Records from a data collection ▸
====================
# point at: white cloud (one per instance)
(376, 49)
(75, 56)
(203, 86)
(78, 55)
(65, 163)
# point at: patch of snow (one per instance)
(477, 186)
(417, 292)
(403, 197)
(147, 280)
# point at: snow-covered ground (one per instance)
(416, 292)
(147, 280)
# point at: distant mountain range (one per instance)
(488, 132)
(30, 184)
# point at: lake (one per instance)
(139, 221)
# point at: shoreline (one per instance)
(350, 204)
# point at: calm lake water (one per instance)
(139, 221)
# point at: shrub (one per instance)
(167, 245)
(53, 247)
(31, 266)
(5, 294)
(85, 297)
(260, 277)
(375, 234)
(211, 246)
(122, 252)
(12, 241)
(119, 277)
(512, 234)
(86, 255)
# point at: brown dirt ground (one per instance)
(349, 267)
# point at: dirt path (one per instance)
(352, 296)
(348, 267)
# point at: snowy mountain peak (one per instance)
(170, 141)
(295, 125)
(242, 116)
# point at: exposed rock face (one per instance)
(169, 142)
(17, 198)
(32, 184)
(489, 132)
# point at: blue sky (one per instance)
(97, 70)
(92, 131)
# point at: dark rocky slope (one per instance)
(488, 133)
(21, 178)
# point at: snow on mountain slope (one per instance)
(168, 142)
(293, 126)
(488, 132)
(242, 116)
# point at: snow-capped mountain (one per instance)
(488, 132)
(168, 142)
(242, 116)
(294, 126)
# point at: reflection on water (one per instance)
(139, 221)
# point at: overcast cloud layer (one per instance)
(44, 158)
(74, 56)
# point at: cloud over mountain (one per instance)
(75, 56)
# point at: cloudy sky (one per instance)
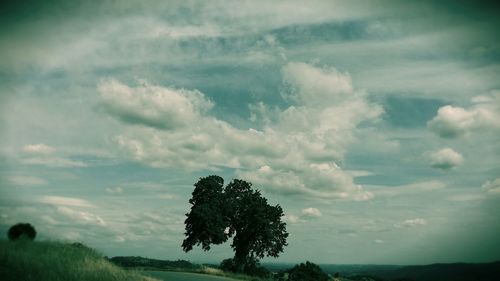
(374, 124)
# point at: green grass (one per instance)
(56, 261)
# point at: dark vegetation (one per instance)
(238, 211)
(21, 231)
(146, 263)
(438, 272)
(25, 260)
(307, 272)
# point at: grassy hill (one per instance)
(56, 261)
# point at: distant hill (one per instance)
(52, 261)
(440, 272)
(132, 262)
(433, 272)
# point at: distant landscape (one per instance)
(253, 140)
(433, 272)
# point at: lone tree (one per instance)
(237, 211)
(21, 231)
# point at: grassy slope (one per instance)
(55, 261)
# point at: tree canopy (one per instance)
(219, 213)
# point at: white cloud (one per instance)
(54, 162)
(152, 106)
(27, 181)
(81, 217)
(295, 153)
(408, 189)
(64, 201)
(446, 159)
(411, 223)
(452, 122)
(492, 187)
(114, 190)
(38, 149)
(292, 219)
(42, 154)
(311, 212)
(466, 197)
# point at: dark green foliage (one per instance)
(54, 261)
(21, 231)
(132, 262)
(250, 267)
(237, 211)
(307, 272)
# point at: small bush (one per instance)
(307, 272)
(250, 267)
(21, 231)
====================
Problem details ▸ Could the entries above be returned verbatim, with no pictures included?

Expected answer ▸
# point at: white cloud (one per instance)
(376, 49)
(75, 56)
(203, 86)
(78, 55)
(65, 163)
# point at: patch of snow (one per instance)
(477, 186)
(417, 292)
(403, 197)
(147, 280)
# point at: snow-covered ground (one per instance)
(416, 292)
(147, 280)
# point at: distant mountain range (one per instance)
(488, 132)
(30, 184)
# point at: lake (one per instance)
(139, 221)
# point at: shoreline (one per instance)
(350, 204)
# point at: calm lake water (one per instance)
(139, 221)
# point at: shrub (one per instance)
(167, 245)
(53, 247)
(31, 266)
(5, 294)
(85, 297)
(260, 277)
(375, 234)
(211, 246)
(122, 252)
(12, 241)
(119, 277)
(512, 234)
(86, 255)
# point at: brown dirt ground (one per instance)
(349, 267)
# point at: dirt path (one per instance)
(352, 296)
(348, 267)
# point at: snowy mountain peak (one per instance)
(170, 141)
(295, 125)
(242, 116)
# point at: exposed rock face (one per instance)
(169, 142)
(17, 198)
(32, 184)
(489, 132)
# point at: blue sky (one per instance)
(97, 70)
(92, 131)
# point at: dark rocky slope (one per instance)
(488, 133)
(21, 178)
# point at: snow on mountain slope (one per instance)
(168, 142)
(293, 126)
(488, 132)
(242, 116)
# point at: snow-capped mountain (one per instance)
(488, 132)
(168, 142)
(242, 116)
(294, 126)
# point at: reflection on water (one per instance)
(139, 221)
# point at: overcast cloud layer (one per instance)
(44, 158)
(74, 56)
# point at: cloud over mountain (one per instance)
(75, 56)
# point at: cloudy sky (one per instance)
(374, 124)
# point at: green grass (one per instance)
(56, 261)
# point at: dark vegetation (one per instance)
(238, 211)
(21, 231)
(146, 263)
(438, 272)
(25, 260)
(307, 272)
# point at: grassy hill (one per instance)
(56, 261)
# point at: distant hill (one per instance)
(52, 261)
(440, 272)
(132, 262)
(433, 272)
# point at: distant landscape (one per instance)
(253, 140)
(433, 272)
# point at: lone tree (one per instance)
(237, 211)
(21, 231)
# point at: grassy slope (one per instance)
(55, 261)
# point at: tree canopy (one per instance)
(219, 213)
# point at: white cloud (one per instance)
(54, 162)
(152, 106)
(27, 181)
(81, 217)
(295, 153)
(408, 189)
(64, 201)
(446, 159)
(411, 223)
(452, 122)
(492, 187)
(114, 190)
(38, 149)
(292, 219)
(42, 154)
(311, 212)
(466, 197)
# point at: dark green foliage (one per instance)
(54, 261)
(21, 231)
(132, 262)
(250, 267)
(237, 211)
(307, 272)
# point at: small bush (one per instance)
(307, 272)
(250, 267)
(21, 231)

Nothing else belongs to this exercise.